▶ **GIVEN TASK**:
Can you give all the records again without altering a single character?
Begin DATA PROVIDED
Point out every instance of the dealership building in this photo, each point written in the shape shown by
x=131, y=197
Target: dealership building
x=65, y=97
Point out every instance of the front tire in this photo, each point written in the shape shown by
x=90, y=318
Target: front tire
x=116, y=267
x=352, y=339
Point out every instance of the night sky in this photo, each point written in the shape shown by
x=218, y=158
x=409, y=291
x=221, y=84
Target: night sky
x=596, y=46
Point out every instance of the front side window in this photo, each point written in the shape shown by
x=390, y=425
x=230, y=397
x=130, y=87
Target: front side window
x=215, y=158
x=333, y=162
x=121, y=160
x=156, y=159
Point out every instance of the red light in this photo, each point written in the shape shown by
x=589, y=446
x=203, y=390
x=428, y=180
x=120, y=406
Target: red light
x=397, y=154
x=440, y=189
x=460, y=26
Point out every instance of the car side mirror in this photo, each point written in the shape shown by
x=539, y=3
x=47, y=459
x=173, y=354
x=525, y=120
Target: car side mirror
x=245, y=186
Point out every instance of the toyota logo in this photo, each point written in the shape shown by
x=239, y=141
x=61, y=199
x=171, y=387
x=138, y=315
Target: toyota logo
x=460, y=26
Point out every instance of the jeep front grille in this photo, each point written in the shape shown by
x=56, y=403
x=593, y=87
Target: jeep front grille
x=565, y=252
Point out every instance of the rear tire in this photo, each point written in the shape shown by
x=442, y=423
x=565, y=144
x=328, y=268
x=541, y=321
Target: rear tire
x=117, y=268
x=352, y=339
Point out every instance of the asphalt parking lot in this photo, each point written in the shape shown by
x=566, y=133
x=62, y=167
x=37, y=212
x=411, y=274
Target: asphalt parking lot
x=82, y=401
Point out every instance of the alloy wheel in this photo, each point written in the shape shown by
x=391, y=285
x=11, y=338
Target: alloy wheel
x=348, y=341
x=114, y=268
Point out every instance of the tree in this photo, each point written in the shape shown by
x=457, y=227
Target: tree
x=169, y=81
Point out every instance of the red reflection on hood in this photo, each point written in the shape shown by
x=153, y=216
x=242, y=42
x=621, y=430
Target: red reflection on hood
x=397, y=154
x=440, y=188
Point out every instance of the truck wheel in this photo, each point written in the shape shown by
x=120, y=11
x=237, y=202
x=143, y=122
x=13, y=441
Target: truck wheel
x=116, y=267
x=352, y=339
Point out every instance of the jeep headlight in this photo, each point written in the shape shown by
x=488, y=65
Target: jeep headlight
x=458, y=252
End DATA PROVIDED
▶ **TASK SOLUTION**:
Point out every instance of the dealership building in this photo, each point written in the shape shown by
x=131, y=197
Target: dealership building
x=65, y=97
Point out every instance of the front tire in this photo, each point written in the shape shown by
x=90, y=318
Target: front tire
x=116, y=267
x=352, y=339
Point out every instance of the night sky in this photo, each point written in the shape shown by
x=218, y=158
x=409, y=291
x=221, y=84
Target: night sky
x=596, y=46
Point out every instance of the front side window in this photo, each point written in the shape shown by
x=390, y=425
x=230, y=397
x=130, y=87
Target: front side window
x=215, y=158
x=333, y=162
x=121, y=160
x=156, y=159
Point out every instance of the red light in this photo, each point written in the shape shown by
x=589, y=446
x=203, y=390
x=428, y=180
x=120, y=406
Target: red light
x=397, y=154
x=440, y=189
x=460, y=26
Point out every instance of the car side mirror in this photo, each point written in the shape shown by
x=539, y=3
x=47, y=459
x=173, y=354
x=525, y=120
Target: car side mirror
x=245, y=186
Point out every instance of the toyota logo in this photo, each point written in the shape shown by
x=239, y=141
x=61, y=199
x=171, y=387
x=138, y=315
Target: toyota logo
x=460, y=26
Point out every instance of the jeep front grille in this photo, each point written in the shape shown by
x=56, y=403
x=593, y=87
Target: jeep front grille
x=565, y=252
Point out every instance of the rear tire in this photo, each point written in the shape shown by
x=442, y=423
x=565, y=144
x=328, y=268
x=541, y=321
Target: rear tire
x=117, y=268
x=352, y=339
Point out every instance of the asphalt parking lot in this photo, each point written in the shape shown by
x=566, y=133
x=62, y=167
x=37, y=212
x=411, y=274
Target: asphalt parking lot
x=82, y=401
Point out every instance of the alloy wheel in this photo, each point written in the shape shown by
x=391, y=285
x=11, y=338
Target: alloy wheel
x=348, y=341
x=114, y=268
Point out every instance of the tree in this photo, each point written in the shape shown by
x=457, y=227
Target: tree
x=169, y=81
Point out every instance of the red reflection on hood in this photo, each point written in the shape shown by
x=153, y=216
x=242, y=42
x=621, y=430
Target: red reflection on hood
x=397, y=154
x=440, y=188
Point out every instance of the truck wheel in this photo, each point written in the shape shown by
x=120, y=11
x=237, y=202
x=143, y=122
x=13, y=441
Target: truck wheel
x=116, y=267
x=352, y=339
Point out every instance of the jeep headlight in this photo, each point written in the shape shown by
x=488, y=65
Target: jeep headlight
x=458, y=252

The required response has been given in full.